- REQUIRED TASK:
Can you reproduce the data below, unchanged, from the line containing "Place one keypoint on each instance of the parked" through the line containing "Target: construction trailer", including both of those lines?

[Stored data entries]
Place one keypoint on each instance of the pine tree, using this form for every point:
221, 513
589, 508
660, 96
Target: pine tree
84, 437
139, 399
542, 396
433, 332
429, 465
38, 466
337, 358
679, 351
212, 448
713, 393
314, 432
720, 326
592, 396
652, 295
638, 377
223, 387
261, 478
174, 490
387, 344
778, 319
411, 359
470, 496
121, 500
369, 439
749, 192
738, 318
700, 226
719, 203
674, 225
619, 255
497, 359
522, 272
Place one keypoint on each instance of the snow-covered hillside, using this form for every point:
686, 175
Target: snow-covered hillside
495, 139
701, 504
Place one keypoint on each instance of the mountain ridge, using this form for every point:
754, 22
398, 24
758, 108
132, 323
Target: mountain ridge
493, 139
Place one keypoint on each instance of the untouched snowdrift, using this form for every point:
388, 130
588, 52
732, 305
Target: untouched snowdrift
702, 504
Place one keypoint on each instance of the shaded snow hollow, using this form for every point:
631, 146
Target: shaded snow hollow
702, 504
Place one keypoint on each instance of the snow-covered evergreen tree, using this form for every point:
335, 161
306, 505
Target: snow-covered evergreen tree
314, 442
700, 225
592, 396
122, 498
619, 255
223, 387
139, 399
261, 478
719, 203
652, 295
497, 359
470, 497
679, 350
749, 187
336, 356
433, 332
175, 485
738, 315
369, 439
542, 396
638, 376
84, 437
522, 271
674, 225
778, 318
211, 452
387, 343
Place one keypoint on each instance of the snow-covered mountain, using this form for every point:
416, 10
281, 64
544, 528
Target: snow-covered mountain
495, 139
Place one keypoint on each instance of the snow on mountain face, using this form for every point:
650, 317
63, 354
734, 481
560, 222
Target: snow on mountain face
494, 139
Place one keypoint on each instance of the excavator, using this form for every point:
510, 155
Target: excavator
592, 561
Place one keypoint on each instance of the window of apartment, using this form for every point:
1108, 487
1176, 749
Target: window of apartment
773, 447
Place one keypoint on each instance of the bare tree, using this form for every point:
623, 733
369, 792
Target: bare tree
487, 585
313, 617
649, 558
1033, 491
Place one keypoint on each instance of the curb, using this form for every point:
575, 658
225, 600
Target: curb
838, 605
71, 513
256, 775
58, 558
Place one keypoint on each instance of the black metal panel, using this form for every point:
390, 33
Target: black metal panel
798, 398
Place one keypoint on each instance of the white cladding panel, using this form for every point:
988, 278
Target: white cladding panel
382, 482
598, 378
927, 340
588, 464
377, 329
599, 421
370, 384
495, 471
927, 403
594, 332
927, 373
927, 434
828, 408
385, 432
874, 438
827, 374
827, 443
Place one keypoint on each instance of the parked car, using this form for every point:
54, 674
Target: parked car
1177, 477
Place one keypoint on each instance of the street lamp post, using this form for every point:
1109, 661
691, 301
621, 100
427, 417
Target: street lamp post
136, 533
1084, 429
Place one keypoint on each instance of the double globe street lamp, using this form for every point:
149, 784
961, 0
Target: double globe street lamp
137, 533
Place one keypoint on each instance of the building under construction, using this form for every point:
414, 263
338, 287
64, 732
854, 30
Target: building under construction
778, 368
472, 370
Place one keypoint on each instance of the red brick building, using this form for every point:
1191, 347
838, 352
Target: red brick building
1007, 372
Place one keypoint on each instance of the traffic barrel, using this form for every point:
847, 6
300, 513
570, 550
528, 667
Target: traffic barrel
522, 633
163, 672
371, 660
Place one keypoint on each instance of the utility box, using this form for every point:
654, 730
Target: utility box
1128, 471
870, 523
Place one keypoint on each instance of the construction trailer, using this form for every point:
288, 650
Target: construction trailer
* * *
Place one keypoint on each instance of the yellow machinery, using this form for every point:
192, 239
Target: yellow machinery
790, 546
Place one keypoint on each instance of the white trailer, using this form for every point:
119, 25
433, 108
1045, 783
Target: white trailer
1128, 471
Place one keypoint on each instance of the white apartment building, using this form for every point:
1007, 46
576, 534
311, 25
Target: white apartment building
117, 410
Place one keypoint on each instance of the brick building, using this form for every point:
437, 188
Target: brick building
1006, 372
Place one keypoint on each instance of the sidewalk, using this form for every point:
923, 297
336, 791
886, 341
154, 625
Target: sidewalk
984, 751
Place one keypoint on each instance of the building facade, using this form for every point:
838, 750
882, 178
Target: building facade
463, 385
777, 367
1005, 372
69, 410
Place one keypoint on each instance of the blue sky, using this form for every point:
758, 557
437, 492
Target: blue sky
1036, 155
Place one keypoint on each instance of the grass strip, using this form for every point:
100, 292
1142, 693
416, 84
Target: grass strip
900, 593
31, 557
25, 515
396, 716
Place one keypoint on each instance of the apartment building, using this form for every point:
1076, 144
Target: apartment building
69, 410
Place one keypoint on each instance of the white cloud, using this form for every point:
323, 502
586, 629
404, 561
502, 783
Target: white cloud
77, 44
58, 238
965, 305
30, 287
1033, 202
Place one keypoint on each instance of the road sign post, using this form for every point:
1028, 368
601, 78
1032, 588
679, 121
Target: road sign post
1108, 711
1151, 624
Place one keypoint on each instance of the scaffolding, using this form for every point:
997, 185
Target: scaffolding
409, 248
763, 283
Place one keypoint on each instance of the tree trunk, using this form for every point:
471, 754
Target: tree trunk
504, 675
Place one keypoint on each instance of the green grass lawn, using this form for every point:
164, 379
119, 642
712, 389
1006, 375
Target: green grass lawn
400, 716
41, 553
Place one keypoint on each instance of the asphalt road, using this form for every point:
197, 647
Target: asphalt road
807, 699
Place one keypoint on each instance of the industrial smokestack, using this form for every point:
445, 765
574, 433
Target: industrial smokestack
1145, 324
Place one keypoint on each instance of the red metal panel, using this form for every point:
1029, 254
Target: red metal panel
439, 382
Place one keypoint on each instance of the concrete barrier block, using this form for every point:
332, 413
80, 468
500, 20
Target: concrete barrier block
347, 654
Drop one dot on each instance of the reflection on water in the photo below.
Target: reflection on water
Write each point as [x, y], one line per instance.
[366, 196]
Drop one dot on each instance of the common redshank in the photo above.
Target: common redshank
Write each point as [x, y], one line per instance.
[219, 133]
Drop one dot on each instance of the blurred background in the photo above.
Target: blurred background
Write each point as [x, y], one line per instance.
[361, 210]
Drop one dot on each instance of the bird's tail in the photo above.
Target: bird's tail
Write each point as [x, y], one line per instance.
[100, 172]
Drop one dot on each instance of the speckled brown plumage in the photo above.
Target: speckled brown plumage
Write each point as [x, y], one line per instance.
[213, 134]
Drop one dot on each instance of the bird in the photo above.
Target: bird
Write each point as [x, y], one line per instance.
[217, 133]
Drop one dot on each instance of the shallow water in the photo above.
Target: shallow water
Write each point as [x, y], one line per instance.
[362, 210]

- THE RESULT:
Place one keypoint on each instance of the parked car, using this form for every point:
54, 674
Target: parked car
1177, 477
Place one keypoint on each instance of the street lamp post, using this form for every point:
1109, 661
691, 301
621, 100
427, 417
Target: street lamp post
136, 533
1084, 429
Place one keypoint on each instance of the double globe street lamp, using this form for every point:
149, 784
961, 0
Target: double globe street lamp
137, 533
Place one keypoint on each instance of the building under construction, using this form for every point:
414, 263
338, 287
64, 732
854, 30
Target: building under construction
778, 368
472, 370
Place one keypoint on each instance of the red brick building, using this form for every point:
1191, 347
838, 352
Target: red brick building
1007, 372
Place one keypoint on each instance of the traffic barrel, using this form for every point:
847, 6
300, 513
570, 550
528, 667
Target: traffic barrel
522, 633
163, 672
371, 660
Place one keypoint on each instance of the utility box, using this form for every point:
654, 730
Target: utility box
1128, 471
870, 523
Place one keypoint on each instance of the construction trailer, using this form for every point:
288, 650
Target: construction trailer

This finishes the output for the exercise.